Task statement ▸
Return all of the entries exactly, with nothing added or left out.

Task inputs ▸
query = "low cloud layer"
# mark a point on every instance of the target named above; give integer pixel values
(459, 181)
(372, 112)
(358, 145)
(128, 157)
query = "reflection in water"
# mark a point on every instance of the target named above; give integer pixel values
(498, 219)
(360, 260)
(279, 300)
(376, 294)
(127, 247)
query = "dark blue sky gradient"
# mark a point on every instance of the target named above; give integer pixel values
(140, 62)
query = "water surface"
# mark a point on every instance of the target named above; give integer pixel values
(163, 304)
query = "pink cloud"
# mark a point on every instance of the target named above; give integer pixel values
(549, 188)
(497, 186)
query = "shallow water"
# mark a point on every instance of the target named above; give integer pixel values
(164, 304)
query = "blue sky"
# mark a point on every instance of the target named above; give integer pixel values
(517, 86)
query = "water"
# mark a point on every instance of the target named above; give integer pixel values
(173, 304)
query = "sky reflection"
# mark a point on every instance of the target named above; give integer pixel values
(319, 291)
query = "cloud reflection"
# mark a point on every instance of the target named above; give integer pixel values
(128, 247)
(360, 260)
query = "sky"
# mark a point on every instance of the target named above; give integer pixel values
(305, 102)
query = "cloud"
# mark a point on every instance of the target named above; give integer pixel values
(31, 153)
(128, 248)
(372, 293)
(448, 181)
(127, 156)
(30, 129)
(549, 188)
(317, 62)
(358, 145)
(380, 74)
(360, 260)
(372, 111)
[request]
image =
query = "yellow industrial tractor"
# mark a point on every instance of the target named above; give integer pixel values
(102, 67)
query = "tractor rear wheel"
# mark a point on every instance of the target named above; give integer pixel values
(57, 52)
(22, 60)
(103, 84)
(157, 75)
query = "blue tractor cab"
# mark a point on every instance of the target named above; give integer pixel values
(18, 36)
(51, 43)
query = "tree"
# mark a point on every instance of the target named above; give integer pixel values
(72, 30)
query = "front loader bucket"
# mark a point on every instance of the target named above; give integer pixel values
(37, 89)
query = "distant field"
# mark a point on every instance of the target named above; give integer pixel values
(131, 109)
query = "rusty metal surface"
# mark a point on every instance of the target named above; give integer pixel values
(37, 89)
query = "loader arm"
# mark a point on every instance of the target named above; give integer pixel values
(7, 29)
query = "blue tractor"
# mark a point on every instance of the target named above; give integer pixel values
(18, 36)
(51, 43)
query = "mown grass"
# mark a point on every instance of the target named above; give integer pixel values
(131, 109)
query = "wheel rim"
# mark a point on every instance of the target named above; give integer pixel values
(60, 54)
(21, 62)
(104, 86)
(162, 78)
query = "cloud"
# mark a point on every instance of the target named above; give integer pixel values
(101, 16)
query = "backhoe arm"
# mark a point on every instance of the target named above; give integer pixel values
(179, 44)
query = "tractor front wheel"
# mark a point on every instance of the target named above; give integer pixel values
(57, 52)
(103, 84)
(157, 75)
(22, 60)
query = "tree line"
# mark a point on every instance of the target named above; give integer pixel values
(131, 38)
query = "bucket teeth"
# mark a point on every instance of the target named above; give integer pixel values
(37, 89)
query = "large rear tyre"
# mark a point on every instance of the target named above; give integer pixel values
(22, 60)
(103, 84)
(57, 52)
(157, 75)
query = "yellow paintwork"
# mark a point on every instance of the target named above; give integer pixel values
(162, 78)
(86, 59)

Completed task ▸
query = "low cloud layer"
# mark a point on every instance of the target named above; give integer pixel values
(459, 181)
(372, 112)
(358, 145)
(128, 157)
query = "reflection in water"
# mark a point on every instance of the target named above; give integer pixel values
(498, 219)
(360, 260)
(279, 300)
(376, 294)
(127, 247)
query = "dark blue sky gradient"
# mark a point on every instance of the target named above; give integer pixel values
(140, 62)
query = "water surface"
# mark a point on every instance of the target named above; give integer pixel values
(163, 304)
query = "pink cloud"
# mark a point on every instance of the target named above; give integer pixel values
(549, 188)
(497, 186)
query = "shallow water"
# mark a point on every instance of the target named above; give integer pixel values
(164, 304)
query = "blue sky"
# mark a point on every instance of the target named above; give integer pixel values
(517, 86)
query = "water"
# mark a point on every instance of the target named above; give integer pixel values
(173, 304)
query = "sky reflection"
# mark a point on every instance of the target named above; give integer pixel values
(319, 291)
query = "cloud reflection"
# mark a point on every instance of the target named above; give integer pixel values
(128, 247)
(360, 260)
query = "sky"
# mark a point on every instance of the target named above; give integer pixel values
(305, 102)
query = "cloud"
# mark a point on every instance of the target named above; give integer pixel values
(31, 153)
(128, 248)
(372, 293)
(448, 181)
(127, 156)
(30, 129)
(549, 188)
(317, 62)
(358, 145)
(380, 74)
(360, 260)
(372, 111)
[request]
image =
query = "yellow industrial tractor"
# mark a point on every instance of the target named above; give integer pixel values
(102, 67)
query = "tractor rear wheel"
# mark a point on every instance of the target named above; give integer pixel values
(57, 52)
(22, 60)
(103, 84)
(157, 75)
query = "blue tractor cab"
# mark a point on every instance of the target named above; give integer pixel values
(18, 36)
(51, 43)
query = "tree"
# mark a point on every instance of the target named above; give integer pixel values
(72, 30)
query = "front loader bucket"
# mark a point on every instance of the target named above; give integer pixel values
(37, 89)
query = "distant field"
# mark a point on every instance of the target named above; give integer pixel values
(131, 109)
query = "rusty metal surface"
# mark a point on every instance of the target named above; give integer pixel values
(37, 89)
query = "loader arm"
# mark a point on every instance of the target named above; give integer pixel values
(7, 29)
query = "blue tractor"
# mark a point on every instance of the target named above; give integer pixel values
(18, 36)
(51, 43)
query = "mown grass"
# mark a point on every instance of the target named above; give integer pixel values
(131, 109)
query = "wheel rim"
# mark a point on every instance of the target named above; give integer pixel values
(60, 54)
(21, 62)
(104, 86)
(162, 78)
query = "cloud"
# mark a point on every instance of the target named above; give integer pixel values
(101, 16)
query = "backhoe arm"
# mark a point on every instance of the target named above; give integer pixel values
(179, 44)
query = "tractor front wheel"
# mark a point on every instance of the target named above; give integer pixel values
(57, 52)
(103, 84)
(157, 75)
(22, 60)
query = "tree line"
# mark a point on every instance of the target named above; give integer pixel values
(131, 38)
query = "bucket teeth"
# mark a point on every instance of the target named above; give integer pixel values
(37, 89)
query = "large rear tyre"
# mark a point on every instance of the target named above; give integer pixel values
(22, 60)
(103, 84)
(57, 52)
(157, 75)
query = "yellow paintwork"
# mark a point on every instance of the target named above; give integer pixel values
(162, 78)
(86, 59)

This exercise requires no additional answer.